SOURCE DATA
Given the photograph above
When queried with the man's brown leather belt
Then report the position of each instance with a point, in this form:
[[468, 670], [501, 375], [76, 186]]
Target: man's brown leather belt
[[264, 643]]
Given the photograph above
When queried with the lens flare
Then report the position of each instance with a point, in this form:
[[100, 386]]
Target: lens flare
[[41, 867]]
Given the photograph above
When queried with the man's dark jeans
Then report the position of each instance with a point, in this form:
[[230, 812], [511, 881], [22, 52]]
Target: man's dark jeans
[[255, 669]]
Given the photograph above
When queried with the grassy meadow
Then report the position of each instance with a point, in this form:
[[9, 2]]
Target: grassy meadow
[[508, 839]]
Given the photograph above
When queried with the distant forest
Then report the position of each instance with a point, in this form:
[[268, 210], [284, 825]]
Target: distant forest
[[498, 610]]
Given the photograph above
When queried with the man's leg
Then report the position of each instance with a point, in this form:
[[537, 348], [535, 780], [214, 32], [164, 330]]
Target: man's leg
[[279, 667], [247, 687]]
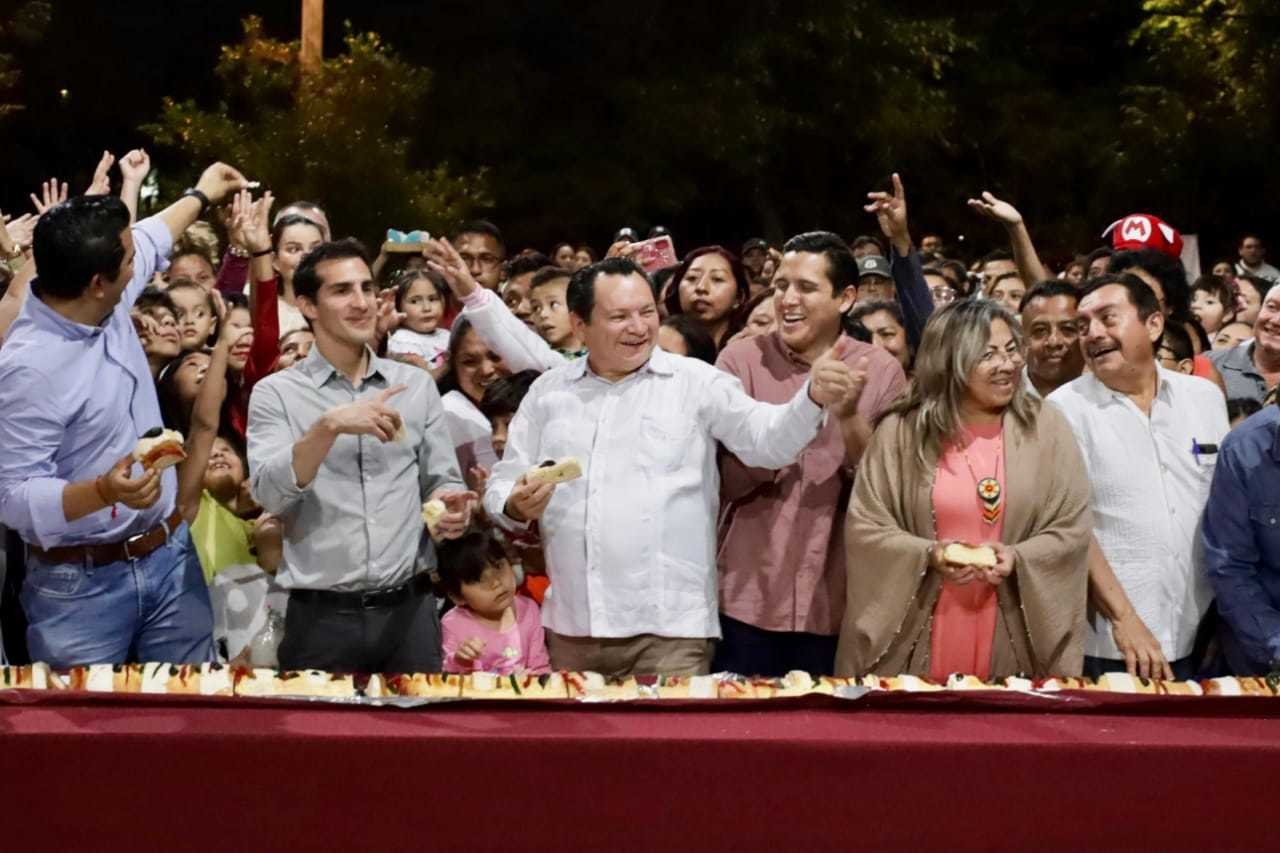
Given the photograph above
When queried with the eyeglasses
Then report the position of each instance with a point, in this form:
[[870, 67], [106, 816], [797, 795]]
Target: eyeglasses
[[484, 259], [942, 295]]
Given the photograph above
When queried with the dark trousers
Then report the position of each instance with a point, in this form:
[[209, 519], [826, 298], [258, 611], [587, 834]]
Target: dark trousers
[[753, 651], [343, 638]]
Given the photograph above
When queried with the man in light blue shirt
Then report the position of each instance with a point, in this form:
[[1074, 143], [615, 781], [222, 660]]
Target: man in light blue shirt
[[112, 571]]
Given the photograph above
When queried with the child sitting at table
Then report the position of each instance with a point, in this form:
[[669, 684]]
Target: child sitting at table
[[490, 628]]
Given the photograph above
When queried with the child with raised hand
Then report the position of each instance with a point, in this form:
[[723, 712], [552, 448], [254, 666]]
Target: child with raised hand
[[211, 482], [421, 297], [236, 551], [492, 628]]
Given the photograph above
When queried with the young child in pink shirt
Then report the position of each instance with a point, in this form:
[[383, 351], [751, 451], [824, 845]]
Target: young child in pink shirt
[[490, 629]]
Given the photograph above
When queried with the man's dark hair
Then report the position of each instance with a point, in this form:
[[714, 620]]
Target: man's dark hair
[[479, 227], [76, 241], [1047, 290], [548, 274], [521, 264], [306, 281], [287, 222], [581, 286], [464, 560], [503, 396], [698, 340], [1260, 284], [1178, 341], [1141, 295], [841, 265], [865, 240], [1101, 251], [1164, 268], [863, 309]]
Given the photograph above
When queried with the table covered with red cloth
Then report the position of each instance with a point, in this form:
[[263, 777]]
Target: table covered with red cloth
[[912, 772]]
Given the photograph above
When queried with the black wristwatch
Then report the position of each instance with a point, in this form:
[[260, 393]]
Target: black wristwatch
[[197, 195]]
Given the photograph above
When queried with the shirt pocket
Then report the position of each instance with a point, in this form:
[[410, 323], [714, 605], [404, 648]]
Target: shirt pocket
[[1265, 520], [664, 443]]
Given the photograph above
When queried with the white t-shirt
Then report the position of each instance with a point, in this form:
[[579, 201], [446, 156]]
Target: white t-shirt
[[1148, 493], [631, 543], [471, 432], [432, 346]]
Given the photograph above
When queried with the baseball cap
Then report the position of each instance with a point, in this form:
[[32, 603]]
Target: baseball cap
[[873, 265], [1144, 231]]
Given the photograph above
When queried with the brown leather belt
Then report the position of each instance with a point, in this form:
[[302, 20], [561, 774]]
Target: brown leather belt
[[101, 555]]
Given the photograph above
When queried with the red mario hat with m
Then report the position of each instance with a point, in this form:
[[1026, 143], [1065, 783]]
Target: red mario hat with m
[[1144, 231]]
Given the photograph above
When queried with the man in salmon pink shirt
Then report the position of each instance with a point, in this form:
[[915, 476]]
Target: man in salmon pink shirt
[[781, 544]]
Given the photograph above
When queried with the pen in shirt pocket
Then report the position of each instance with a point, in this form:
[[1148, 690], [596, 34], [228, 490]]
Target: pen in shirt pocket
[[1202, 450]]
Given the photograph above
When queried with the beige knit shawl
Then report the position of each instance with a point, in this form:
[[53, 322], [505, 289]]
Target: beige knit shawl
[[891, 593]]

OBJECTIVE
Every record must be copied exactly, with the pictures left out.

REPLY TO THE TASK
Given the photograph above
When queried with the man's brown leather belt
Then report the position of each instance with a point, in this form:
[[468, 670], [501, 375], [76, 186]]
Target: man's brown leather belt
[[264, 643]]
Given the photograph above
When queried with the lens flare
Then report the position of each instance with a point, in this form:
[[100, 386]]
Target: lens flare
[[41, 867]]
Given the photograph above
When queried with the man's dark jeans
Then report the position of each instance with a point, in this form:
[[230, 812], [511, 881], [22, 52]]
Target: man's dark jeans
[[255, 669]]
Given the photograph above
When queried with the grassy meadow
Then report the position of each instance with a point, in this form:
[[9, 2]]
Target: grassy meadow
[[508, 839]]
Given the photograph above
When queried with the distant forest
Then report the position of each instance with a point, in this form:
[[268, 210], [284, 825]]
Target: distant forest
[[498, 610]]
Given the photograph above
When queried with the man's leg
Then report the position of each instance with a point, in this form:
[[537, 348], [535, 780], [214, 32], [164, 330]]
Target: man's leg
[[279, 667], [247, 687]]
Given the photograph above
When queried with the eyeglasses
Then report the position of each instance with a point, in this form:
[[870, 67], [106, 816], [797, 795]]
Target: eyeglasses
[[484, 259], [942, 295]]
Given the photograph above
When queried with the dark trousers
Then report the position of each instance with a point, in this form:
[[209, 519], [826, 298], [258, 611], [587, 834]]
Target: dark trousers
[[753, 651], [343, 638]]
Given the photograph above
When queried with the man in light blue shirt
Then report the position of each instance with a point, in this form:
[[1074, 143], [615, 781], [222, 660]]
Target: man in light blue shirt
[[112, 571]]
Given the photograph above
When queried with the child sitting at table
Then report the position of each instance with a point, in this form:
[[669, 684]]
Target: child sitting at table
[[490, 628]]
Given the photograph above
When queried with the child with raised hand
Then report the position of each instance with a point, in this form:
[[723, 712], [552, 448], [254, 666]]
Target: child with raised hand
[[211, 482], [421, 297], [236, 551], [492, 628]]
Given the photograph above
When queried with the young child in pink shirt
Then report the position of each instance with a point, in this form:
[[383, 351], [751, 451], [824, 845]]
Target: young child in pink shirt
[[490, 629]]
Given the photograph above
When queried with the man's dark hair
Then report the position of each instance with a point, in this form:
[[714, 620]]
Target: man's dark hair
[[479, 227], [76, 241], [1047, 290], [548, 274], [521, 264], [306, 281], [287, 222], [581, 286], [464, 560], [503, 396], [698, 340], [1260, 284], [1178, 341], [1141, 295], [841, 265], [865, 240], [1101, 251], [1164, 268], [863, 309]]
Given the photograph above
When queried with the table covered with red cloth
Then report the position of each instance with a point, in this form:
[[263, 777]]
Target: table covered with red cloth
[[912, 772]]
Given the photograph above
When queried with the black wristwatch
Then report the position of each instance with a point, in this form:
[[260, 393]]
Target: black wristwatch
[[197, 195]]
Given the photograph above
When queried with the shirt pocket
Then report the position of each instance with a point, in this form:
[[410, 323], [714, 605], [404, 648]]
Target: shirt pocket
[[1265, 520], [664, 443]]
Given the photograph above
When queried with the white t-shirt
Then report the position of each instance with a point, in this form:
[[579, 201], [446, 156]]
Target: white t-shirt
[[1148, 493], [631, 543], [471, 432], [432, 346]]
Given the photograph above
When queried with the baseball cap
Then report the position of each instance with a point, in this form:
[[32, 603]]
Target: baseball cap
[[873, 265], [1144, 231]]
Given the photograph above
When queried with the brown leather belt
Then report the position of each instance with a point, in this form:
[[302, 20], [561, 774]]
Target: brown leather belt
[[101, 555]]
Given the photograph above
When queried with the red mario hat with m
Then report the position of each instance with a point, in this form:
[[1026, 143], [1065, 783]]
Target: red mario hat with m
[[1144, 231]]
Given the photograph above
When queried with the man in salmon pink shirt
Then report the position of each instance with a point, in this form:
[[915, 476]]
Target: man in salmon pink shirt
[[781, 544]]
Given the photograph above
When queried with the pen in shirt pocket
Then report the position of each instance with a point, in this form:
[[1148, 690], [596, 34], [228, 490]]
Target: pen in shirt pocket
[[1202, 450]]
Given the photograph above
When queried with the beige knit shawl
Then report the position of each instance with a point, in this form:
[[53, 322], [505, 289]]
Target: beige knit shawl
[[891, 593]]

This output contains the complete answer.